Records from a dataset:
######
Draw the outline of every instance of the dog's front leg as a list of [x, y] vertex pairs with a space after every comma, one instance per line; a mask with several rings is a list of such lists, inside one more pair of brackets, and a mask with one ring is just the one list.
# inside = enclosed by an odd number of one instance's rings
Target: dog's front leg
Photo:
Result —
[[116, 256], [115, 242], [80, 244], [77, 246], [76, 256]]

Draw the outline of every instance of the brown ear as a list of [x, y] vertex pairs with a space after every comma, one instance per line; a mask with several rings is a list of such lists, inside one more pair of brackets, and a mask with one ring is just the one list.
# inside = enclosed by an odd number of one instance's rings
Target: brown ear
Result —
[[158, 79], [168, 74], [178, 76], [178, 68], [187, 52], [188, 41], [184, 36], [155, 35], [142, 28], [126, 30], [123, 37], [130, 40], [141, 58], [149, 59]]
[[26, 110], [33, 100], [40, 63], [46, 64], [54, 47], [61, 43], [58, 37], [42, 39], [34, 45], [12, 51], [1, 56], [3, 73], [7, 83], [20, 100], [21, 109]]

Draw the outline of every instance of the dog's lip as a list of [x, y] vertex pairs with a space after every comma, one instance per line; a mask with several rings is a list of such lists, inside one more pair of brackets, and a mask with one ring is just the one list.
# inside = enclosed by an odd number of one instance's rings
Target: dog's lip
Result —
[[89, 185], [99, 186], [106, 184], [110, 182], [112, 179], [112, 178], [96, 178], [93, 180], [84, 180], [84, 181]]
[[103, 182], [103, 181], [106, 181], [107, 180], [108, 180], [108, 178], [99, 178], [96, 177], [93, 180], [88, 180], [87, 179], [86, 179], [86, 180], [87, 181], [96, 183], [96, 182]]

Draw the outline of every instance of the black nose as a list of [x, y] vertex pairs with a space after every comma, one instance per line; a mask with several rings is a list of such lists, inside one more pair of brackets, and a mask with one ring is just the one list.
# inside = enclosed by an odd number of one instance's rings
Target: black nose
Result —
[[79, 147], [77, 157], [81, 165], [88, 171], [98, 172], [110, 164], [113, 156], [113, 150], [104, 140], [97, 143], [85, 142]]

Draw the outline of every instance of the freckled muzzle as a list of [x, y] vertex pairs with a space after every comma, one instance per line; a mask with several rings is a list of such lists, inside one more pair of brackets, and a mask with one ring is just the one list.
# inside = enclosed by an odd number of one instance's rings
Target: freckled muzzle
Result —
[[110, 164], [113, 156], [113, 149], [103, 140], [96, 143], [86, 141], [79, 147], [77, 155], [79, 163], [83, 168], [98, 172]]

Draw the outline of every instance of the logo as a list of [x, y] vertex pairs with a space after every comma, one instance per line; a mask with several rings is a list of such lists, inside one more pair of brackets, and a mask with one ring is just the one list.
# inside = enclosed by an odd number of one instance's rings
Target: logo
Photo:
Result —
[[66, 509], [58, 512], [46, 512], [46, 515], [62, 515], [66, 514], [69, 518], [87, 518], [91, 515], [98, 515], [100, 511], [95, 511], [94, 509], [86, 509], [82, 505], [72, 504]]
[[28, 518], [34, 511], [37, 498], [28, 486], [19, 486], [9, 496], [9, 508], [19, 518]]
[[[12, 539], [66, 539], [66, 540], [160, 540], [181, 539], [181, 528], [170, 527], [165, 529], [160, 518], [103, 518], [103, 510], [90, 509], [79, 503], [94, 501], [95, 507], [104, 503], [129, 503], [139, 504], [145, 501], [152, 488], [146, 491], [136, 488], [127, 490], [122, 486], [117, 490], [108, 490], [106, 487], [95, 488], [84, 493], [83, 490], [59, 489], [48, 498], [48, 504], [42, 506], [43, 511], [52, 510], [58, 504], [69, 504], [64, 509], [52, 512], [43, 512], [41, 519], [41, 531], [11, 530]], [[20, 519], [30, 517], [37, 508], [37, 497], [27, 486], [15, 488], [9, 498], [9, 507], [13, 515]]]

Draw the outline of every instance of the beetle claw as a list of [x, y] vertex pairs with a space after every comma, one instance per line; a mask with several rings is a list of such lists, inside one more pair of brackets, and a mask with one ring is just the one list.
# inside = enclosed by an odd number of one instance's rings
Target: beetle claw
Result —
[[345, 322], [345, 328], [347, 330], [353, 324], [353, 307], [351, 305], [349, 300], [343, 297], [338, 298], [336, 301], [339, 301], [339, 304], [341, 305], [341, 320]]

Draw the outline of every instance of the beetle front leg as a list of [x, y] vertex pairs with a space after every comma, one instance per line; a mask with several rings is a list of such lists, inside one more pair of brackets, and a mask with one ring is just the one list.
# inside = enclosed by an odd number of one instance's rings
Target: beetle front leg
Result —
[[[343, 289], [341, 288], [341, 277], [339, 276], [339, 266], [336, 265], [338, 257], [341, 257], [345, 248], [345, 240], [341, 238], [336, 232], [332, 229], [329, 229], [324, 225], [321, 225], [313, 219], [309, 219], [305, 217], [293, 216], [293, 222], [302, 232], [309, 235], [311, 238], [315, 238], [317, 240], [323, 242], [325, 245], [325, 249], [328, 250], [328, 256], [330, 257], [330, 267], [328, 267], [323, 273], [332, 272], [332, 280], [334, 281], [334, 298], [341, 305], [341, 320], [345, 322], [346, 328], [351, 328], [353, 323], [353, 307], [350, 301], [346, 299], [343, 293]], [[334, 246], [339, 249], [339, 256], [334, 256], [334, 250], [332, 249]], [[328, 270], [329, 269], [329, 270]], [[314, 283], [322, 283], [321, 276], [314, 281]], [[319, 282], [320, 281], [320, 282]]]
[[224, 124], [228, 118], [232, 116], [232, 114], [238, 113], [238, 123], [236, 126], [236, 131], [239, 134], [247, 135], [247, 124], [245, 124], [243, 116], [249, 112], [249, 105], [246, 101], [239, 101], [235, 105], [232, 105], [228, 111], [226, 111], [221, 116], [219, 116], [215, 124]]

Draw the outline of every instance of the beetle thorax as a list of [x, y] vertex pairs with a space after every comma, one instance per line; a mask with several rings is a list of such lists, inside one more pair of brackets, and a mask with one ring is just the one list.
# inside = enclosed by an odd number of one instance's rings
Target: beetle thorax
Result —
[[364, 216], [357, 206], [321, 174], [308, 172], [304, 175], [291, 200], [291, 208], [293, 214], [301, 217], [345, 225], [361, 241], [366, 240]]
######
▸ Task description
Edit the lines from the one containing "Draw the outline of every instance of the dog's lip" to the one containing "180], [84, 181]]" by replacing "lip" with "mouth" and leaving everything else unchanged, then give only those lines.

▸ Written reply
Draw the outline of every instance of the dog's mouth as a list of [x, y] vertex pairs with a space after every comma, one instance per line; a mask with several rings is a list of such lists, inside one more pair of brackets, and a mask with one ring is just the one list.
# inside = enclosed by an odd number of one instance's rings
Target: dog's mouth
Result —
[[89, 185], [99, 186], [106, 184], [110, 182], [112, 179], [112, 178], [96, 178], [93, 180], [84, 180], [84, 181]]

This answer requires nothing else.